# YOUR OBJECTIVE
Pull out every line of the entries below that contains the string "leaf", matching case exactly.

# Pointing records
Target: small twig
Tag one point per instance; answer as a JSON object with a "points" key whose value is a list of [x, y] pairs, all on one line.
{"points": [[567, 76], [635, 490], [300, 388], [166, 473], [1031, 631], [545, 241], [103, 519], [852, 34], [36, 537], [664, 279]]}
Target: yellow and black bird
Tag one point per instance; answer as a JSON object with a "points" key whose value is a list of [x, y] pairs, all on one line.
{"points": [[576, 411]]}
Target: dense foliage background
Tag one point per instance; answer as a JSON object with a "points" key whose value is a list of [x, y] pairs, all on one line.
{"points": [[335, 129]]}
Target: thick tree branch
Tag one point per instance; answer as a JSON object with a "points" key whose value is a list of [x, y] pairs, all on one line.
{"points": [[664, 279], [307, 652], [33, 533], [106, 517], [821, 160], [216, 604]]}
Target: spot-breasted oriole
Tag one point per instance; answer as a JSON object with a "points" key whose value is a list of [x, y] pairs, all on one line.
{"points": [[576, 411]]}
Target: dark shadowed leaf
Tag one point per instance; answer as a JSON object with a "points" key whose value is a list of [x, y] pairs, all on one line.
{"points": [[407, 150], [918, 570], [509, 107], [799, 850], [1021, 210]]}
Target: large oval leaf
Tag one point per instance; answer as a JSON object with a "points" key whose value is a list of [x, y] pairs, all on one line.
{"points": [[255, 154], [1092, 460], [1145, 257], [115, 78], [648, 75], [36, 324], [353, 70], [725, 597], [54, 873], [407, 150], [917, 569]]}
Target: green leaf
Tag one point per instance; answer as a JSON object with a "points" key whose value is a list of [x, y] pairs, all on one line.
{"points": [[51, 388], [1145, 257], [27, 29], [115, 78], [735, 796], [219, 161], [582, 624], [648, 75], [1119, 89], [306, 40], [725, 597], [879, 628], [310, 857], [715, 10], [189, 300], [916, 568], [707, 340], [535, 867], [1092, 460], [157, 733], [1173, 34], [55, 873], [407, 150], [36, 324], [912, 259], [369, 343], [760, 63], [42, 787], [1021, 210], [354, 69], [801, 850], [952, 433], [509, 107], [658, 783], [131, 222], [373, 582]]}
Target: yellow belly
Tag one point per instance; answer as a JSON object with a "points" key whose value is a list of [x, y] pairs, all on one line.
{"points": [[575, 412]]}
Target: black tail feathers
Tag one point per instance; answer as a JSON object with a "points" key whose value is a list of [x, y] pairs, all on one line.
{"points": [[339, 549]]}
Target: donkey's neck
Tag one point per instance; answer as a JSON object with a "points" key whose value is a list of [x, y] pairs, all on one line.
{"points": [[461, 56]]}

...

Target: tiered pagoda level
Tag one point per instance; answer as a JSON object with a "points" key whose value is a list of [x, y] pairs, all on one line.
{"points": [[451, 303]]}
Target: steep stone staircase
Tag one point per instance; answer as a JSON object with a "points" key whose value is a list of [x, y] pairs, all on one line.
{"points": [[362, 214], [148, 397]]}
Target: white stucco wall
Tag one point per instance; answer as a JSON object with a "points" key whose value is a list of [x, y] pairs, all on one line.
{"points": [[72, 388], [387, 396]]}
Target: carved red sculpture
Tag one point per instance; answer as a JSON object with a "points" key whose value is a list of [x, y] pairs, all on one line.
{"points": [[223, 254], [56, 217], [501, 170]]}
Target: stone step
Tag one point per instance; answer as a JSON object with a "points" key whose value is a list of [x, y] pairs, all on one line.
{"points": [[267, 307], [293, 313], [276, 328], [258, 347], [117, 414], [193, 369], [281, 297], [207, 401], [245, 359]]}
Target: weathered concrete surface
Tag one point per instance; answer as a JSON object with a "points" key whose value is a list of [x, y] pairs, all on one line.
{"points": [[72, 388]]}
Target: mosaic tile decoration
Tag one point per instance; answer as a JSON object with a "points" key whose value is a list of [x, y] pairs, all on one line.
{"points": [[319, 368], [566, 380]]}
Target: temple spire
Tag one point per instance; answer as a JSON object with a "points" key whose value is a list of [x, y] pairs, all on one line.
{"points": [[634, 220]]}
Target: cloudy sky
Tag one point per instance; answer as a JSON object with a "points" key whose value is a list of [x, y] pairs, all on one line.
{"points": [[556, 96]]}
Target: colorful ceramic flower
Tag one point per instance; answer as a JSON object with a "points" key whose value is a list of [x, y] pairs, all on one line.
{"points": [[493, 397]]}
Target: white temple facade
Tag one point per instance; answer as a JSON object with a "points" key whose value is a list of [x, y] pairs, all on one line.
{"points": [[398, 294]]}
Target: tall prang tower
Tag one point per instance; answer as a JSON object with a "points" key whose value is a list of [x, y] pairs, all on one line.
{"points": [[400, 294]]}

* * *

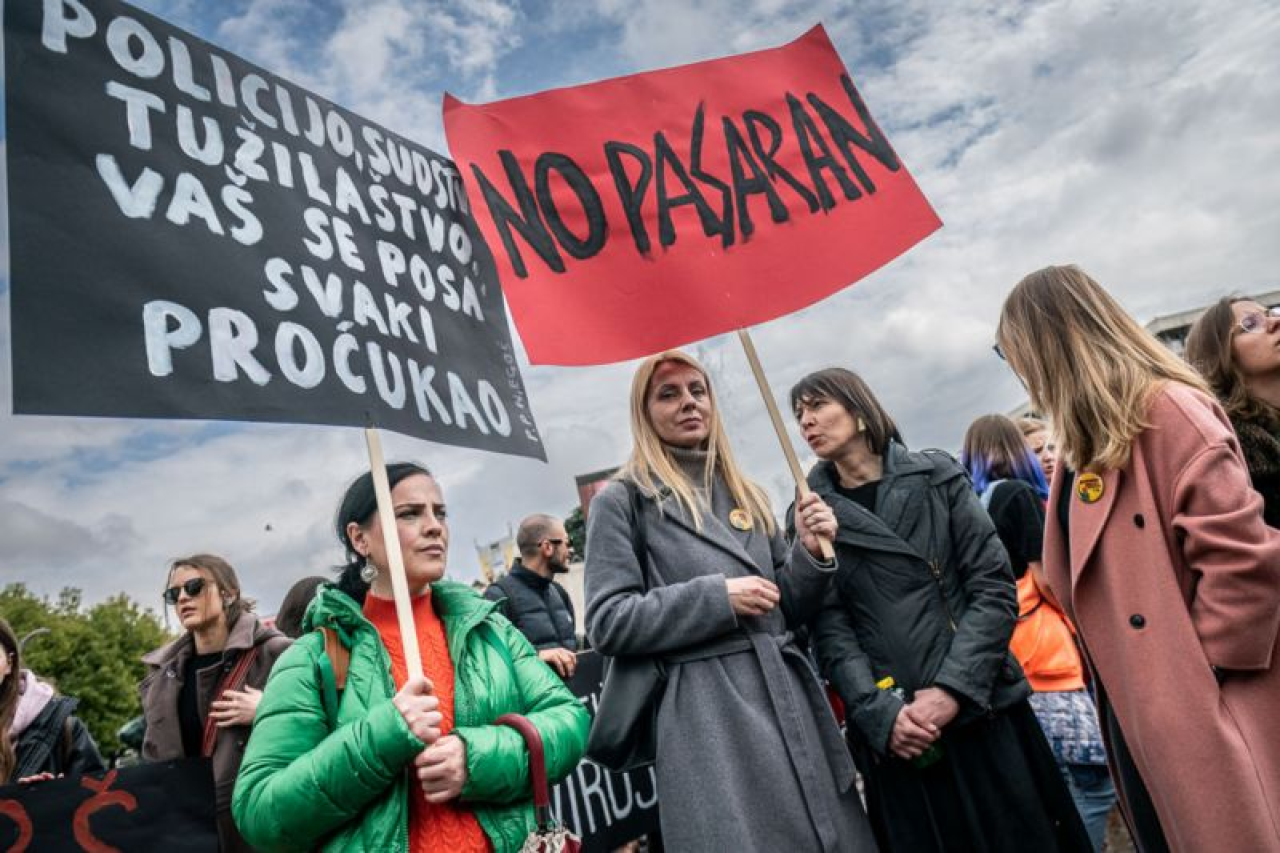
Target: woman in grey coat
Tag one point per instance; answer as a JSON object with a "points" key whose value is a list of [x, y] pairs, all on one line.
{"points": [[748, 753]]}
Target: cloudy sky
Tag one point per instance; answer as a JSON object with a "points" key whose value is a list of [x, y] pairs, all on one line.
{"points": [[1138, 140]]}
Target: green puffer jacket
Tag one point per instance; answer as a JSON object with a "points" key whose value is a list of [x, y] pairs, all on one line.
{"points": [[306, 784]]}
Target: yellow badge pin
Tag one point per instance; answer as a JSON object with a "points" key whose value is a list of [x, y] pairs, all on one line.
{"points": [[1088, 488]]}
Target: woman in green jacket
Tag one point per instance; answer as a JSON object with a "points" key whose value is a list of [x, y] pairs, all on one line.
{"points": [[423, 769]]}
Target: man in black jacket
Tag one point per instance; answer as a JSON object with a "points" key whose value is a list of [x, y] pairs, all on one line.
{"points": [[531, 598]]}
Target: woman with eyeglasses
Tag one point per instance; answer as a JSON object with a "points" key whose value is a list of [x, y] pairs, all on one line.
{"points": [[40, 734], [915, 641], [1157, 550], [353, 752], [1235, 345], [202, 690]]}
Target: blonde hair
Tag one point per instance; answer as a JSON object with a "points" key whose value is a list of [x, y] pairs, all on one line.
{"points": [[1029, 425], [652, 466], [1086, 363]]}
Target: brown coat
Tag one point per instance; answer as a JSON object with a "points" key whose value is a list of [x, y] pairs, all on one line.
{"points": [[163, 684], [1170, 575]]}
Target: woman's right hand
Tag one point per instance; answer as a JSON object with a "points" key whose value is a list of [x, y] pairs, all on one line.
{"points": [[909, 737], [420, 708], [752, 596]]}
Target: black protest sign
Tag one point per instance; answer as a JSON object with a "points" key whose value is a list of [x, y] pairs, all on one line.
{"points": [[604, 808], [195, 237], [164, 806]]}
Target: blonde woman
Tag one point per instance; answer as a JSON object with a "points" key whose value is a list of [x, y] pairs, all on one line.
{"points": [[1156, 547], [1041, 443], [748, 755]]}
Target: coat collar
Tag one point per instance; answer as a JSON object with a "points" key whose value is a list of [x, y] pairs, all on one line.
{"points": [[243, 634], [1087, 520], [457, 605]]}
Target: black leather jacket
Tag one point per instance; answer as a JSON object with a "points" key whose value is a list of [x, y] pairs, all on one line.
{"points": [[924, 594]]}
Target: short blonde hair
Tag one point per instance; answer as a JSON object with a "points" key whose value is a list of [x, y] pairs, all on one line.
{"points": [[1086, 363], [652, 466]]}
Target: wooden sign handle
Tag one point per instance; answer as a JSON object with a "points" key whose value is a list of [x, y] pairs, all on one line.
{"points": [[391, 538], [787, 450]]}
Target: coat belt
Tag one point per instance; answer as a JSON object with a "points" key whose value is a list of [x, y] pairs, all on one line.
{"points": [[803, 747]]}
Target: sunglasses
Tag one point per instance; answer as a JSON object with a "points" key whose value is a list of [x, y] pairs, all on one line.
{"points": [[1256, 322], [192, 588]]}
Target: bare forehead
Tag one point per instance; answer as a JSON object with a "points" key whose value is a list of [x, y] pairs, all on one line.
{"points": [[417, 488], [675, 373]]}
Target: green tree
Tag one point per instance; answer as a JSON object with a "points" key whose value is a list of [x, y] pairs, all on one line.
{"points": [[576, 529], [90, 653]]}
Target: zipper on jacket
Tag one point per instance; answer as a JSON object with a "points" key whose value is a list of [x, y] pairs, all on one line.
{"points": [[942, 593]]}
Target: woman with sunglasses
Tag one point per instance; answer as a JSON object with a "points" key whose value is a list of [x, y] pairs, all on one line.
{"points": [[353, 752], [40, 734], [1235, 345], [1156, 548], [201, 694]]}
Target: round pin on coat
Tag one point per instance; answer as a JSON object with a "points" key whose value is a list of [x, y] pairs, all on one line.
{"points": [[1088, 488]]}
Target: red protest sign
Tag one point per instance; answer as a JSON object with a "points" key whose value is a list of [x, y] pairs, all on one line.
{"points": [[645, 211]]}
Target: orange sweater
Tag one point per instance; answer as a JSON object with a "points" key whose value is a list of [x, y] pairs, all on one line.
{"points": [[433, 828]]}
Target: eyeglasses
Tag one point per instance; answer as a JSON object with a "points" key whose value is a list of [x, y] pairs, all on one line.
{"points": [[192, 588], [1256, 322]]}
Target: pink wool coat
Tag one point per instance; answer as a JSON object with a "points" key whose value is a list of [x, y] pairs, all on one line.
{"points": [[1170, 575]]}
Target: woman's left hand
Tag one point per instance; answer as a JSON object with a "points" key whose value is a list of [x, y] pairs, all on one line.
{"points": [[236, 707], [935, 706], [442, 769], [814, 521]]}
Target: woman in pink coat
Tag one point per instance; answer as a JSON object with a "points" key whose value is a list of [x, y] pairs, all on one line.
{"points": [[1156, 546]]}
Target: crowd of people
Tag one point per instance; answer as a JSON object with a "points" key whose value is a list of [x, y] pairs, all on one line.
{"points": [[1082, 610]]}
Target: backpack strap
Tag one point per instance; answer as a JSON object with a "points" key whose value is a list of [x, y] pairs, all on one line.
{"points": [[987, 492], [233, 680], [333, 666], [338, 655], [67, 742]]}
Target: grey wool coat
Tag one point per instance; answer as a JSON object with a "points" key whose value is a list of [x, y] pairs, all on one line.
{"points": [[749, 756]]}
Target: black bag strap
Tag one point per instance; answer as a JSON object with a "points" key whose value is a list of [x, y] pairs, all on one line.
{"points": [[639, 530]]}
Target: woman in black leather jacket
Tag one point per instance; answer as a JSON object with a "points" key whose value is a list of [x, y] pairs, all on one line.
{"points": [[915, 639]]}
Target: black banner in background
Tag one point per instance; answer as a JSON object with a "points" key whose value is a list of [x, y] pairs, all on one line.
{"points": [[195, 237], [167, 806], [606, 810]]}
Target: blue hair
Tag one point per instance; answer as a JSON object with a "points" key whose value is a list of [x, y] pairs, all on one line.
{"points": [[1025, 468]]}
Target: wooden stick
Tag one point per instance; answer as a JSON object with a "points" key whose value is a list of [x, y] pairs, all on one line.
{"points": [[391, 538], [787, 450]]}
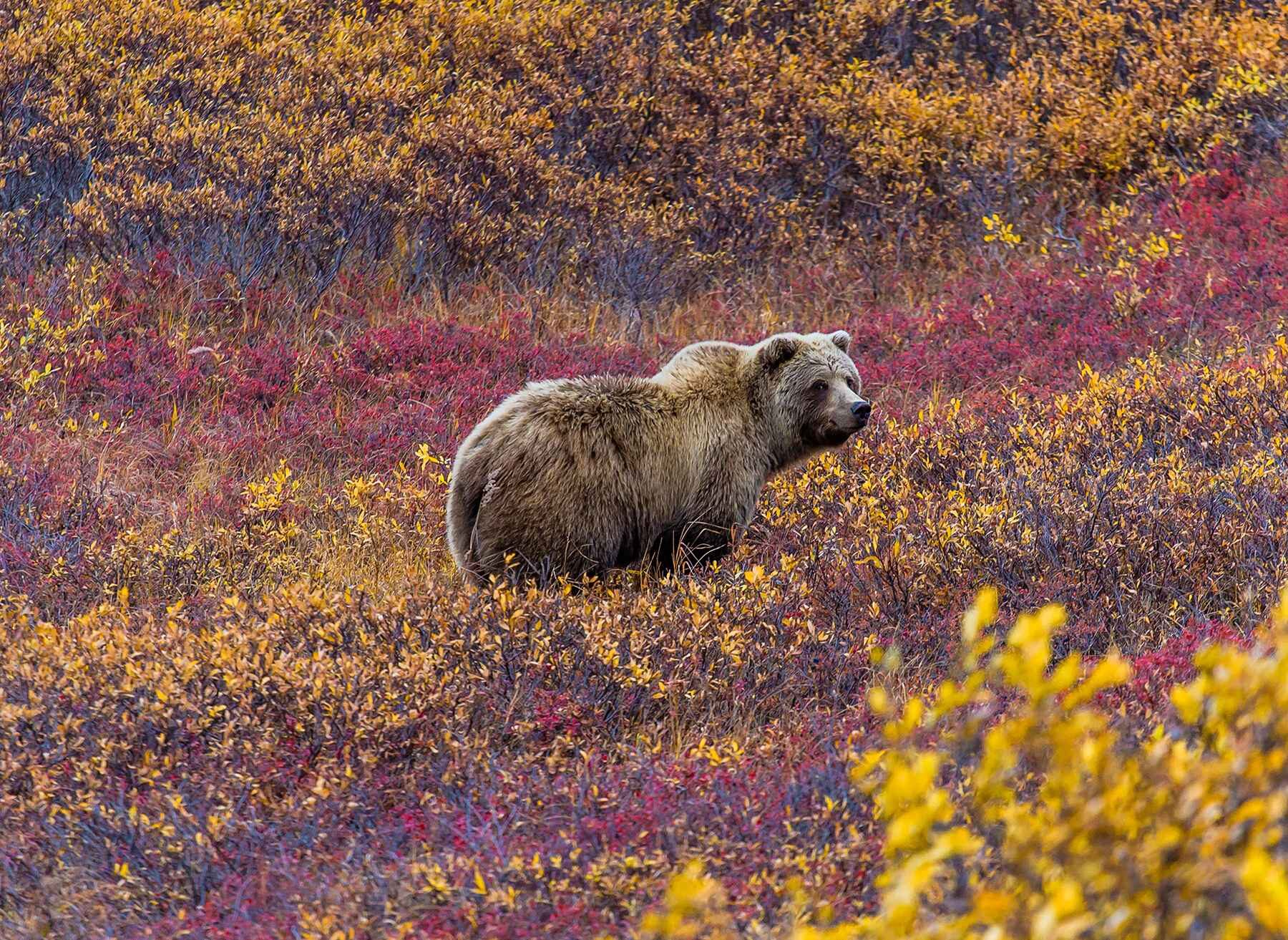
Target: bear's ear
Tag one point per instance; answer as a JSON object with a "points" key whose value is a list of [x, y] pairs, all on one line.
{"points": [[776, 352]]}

# COMPLETED EXERCISE
Target: dark shadowed leaf
Target: large oval leaf
Target: green leaf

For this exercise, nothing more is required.